_MATERIAL_:
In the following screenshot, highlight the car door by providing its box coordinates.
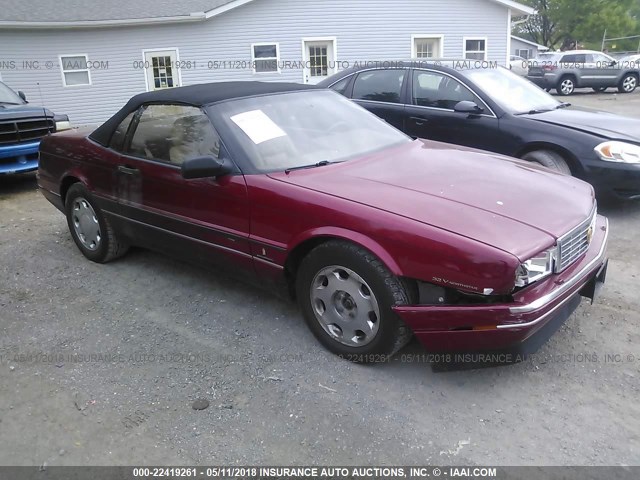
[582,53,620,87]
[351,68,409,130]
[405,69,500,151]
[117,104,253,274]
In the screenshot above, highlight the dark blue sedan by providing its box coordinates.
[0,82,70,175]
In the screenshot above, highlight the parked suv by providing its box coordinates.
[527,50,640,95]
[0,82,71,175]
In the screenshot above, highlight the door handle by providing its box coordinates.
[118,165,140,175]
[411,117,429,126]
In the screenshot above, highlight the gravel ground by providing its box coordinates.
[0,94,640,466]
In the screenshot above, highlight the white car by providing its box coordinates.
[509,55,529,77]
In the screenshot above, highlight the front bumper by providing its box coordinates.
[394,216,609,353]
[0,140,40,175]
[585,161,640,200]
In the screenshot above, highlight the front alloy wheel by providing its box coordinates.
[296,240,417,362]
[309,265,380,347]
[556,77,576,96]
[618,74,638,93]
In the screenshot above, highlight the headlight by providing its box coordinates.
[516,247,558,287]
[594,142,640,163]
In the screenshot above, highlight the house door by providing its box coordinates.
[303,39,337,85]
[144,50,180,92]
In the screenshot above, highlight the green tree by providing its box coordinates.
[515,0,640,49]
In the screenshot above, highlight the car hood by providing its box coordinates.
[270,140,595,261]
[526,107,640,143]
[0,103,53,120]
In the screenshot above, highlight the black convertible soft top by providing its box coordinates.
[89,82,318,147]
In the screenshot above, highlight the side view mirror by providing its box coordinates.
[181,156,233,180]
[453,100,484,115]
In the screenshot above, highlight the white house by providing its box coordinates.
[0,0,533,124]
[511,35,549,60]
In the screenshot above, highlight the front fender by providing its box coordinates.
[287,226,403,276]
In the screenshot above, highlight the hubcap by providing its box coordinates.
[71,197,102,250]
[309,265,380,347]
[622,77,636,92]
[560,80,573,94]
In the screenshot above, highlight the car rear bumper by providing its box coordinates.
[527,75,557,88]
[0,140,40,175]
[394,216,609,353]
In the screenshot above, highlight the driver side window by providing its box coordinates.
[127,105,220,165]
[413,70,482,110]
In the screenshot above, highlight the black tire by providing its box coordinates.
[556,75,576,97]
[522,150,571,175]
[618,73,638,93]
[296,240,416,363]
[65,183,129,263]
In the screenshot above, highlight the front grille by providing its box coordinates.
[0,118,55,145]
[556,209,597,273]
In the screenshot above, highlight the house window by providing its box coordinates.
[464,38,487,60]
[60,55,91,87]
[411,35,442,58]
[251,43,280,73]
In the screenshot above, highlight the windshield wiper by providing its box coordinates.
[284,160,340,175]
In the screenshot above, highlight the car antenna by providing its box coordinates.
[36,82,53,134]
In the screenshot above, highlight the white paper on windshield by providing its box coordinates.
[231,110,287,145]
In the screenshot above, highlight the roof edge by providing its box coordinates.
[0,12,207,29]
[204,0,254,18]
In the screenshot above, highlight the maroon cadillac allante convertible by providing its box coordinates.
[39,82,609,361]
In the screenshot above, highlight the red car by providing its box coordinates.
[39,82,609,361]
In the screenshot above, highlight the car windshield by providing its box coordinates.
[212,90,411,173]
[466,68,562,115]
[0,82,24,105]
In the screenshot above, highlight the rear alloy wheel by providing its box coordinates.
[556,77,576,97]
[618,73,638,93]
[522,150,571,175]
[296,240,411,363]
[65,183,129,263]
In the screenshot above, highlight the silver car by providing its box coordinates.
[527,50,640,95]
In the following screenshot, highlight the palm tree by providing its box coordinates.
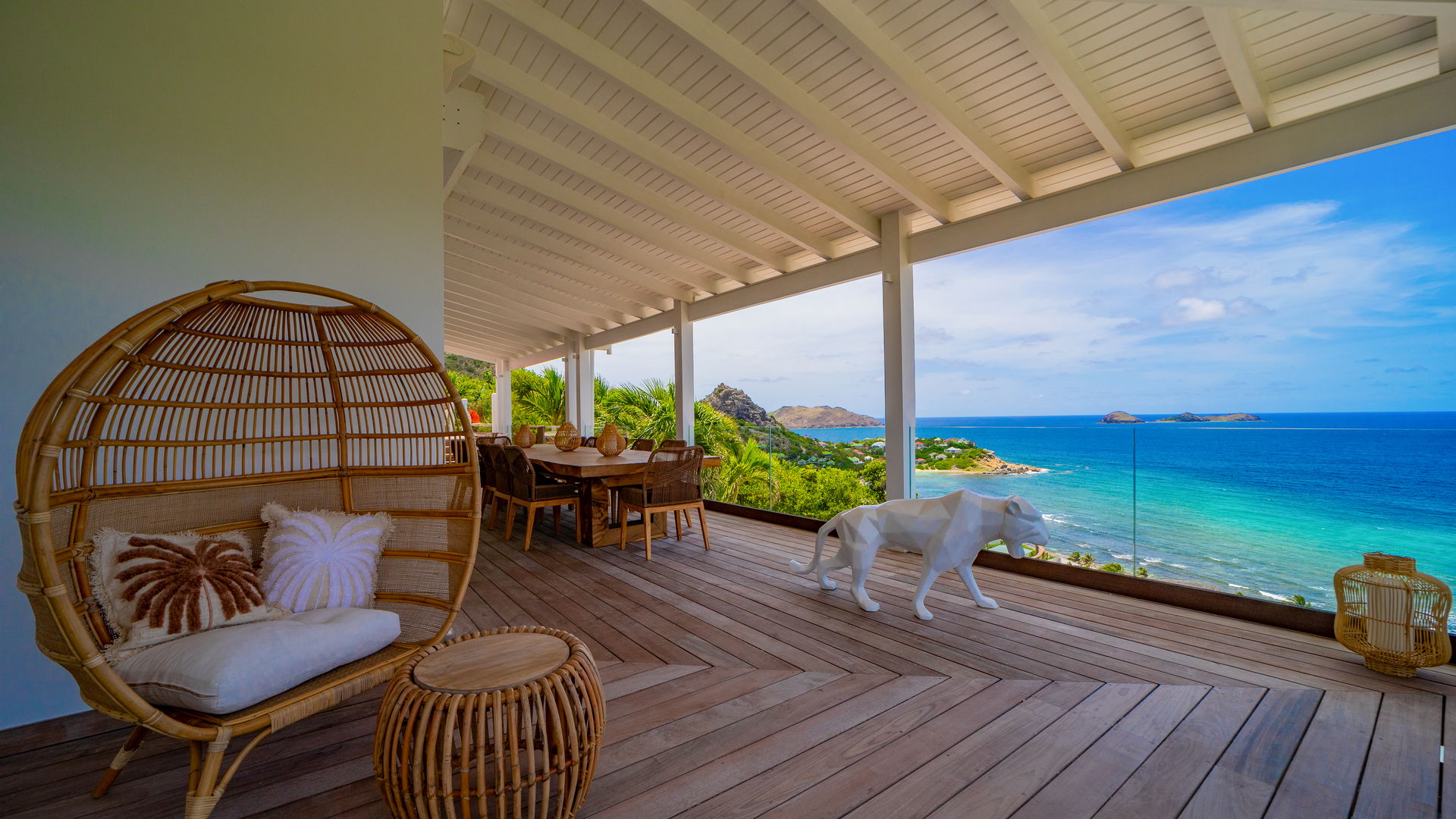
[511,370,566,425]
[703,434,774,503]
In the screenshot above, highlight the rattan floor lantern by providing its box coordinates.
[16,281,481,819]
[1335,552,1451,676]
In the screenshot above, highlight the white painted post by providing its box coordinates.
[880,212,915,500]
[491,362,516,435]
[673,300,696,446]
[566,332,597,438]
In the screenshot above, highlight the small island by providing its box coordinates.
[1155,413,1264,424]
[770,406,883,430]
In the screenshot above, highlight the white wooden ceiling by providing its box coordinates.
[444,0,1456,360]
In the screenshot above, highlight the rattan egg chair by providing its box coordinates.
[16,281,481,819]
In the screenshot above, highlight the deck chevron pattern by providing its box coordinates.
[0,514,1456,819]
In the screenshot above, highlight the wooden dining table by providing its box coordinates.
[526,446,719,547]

...

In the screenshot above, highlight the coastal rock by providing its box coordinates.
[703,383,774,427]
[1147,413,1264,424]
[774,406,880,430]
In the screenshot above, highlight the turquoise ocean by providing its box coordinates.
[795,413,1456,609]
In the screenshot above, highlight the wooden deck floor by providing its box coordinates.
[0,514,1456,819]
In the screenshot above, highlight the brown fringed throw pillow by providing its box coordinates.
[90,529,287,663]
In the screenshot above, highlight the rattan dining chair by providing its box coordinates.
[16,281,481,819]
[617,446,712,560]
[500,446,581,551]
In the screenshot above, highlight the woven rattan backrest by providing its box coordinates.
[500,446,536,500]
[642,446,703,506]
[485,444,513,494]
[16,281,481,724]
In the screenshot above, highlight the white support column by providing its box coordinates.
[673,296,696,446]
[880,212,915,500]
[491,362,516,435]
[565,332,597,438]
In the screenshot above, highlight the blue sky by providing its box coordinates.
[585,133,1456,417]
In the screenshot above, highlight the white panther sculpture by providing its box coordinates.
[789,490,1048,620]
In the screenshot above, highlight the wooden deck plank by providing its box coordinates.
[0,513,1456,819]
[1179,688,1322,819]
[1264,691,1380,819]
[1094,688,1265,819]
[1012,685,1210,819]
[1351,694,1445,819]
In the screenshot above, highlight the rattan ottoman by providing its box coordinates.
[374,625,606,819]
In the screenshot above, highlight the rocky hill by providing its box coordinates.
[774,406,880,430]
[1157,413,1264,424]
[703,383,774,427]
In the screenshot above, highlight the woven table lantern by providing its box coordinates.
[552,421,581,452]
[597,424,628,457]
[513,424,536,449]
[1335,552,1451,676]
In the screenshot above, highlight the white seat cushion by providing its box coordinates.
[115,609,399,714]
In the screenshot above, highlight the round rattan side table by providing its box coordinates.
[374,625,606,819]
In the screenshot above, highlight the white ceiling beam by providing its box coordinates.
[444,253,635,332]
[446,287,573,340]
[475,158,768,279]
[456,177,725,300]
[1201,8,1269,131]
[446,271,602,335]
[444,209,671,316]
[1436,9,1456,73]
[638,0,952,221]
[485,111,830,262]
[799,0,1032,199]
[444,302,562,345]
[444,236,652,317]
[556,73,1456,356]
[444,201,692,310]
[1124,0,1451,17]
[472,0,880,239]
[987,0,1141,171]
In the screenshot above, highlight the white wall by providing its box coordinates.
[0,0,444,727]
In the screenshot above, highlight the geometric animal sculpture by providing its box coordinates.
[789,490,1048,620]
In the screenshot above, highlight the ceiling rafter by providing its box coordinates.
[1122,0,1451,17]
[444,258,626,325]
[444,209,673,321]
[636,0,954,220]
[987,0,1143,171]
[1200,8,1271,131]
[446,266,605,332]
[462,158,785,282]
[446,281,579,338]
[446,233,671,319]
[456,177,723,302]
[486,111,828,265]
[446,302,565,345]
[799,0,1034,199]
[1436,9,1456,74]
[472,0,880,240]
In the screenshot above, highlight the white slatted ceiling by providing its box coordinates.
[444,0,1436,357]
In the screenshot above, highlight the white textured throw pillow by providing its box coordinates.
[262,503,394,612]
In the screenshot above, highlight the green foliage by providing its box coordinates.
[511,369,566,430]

_REQUIRED TASK_: Copy the rows verbatim, beginning at the line containing "In the following screenshot, highlight the car" and continuing through the line containing "[453,100,484,115]", including both of those lines. Omit the pictures from your copy.

_EXERCISE ANSWER_:
In the following screenshot, highlight the car door by providing its box coordinates.
[582,53,620,87]
[351,68,409,130]
[405,69,500,151]
[117,104,253,274]
In the screenshot above, highlight the dark blue sedan by providing its box coordinates.
[0,82,70,175]
In the screenshot above, highlight the parked suv by providing its box coordinates.
[527,50,640,95]
[0,82,71,175]
In the screenshot above, highlight the door handle by providing its box coordinates.
[118,165,140,175]
[411,117,429,126]
In the screenshot above, highlight the gravel ground by providing its box coordinates.
[0,94,640,466]
In the screenshot above, highlight the white car by providing its box coordinates.
[509,55,529,77]
In the screenshot above, highlight the front bumper by providing its box coordinates.
[394,216,609,353]
[0,140,40,175]
[585,161,640,200]
In the screenshot above, highlight the front alloy wheel by providing its box coordinates.
[296,240,417,362]
[309,265,380,347]
[556,77,576,96]
[618,74,638,93]
In the screenshot above, highlight the headlight by providing its box coordinates.
[516,247,558,287]
[594,142,640,163]
In the screenshot above, highlight the house door by providing its box coordinates.
[303,39,337,85]
[144,50,180,92]
In the screenshot above, highlight the green tree by providing its box coordinates.
[515,0,640,49]
In the screenshot above, highlight the car hood by providing its box coordinates.
[270,140,595,261]
[526,107,640,143]
[0,103,53,120]
In the screenshot above, highlight the black convertible soft top by providing its box coordinates.
[89,82,318,147]
In the screenshot above, highlight the side view mirror by providing its box coordinates.
[181,156,233,180]
[453,100,484,115]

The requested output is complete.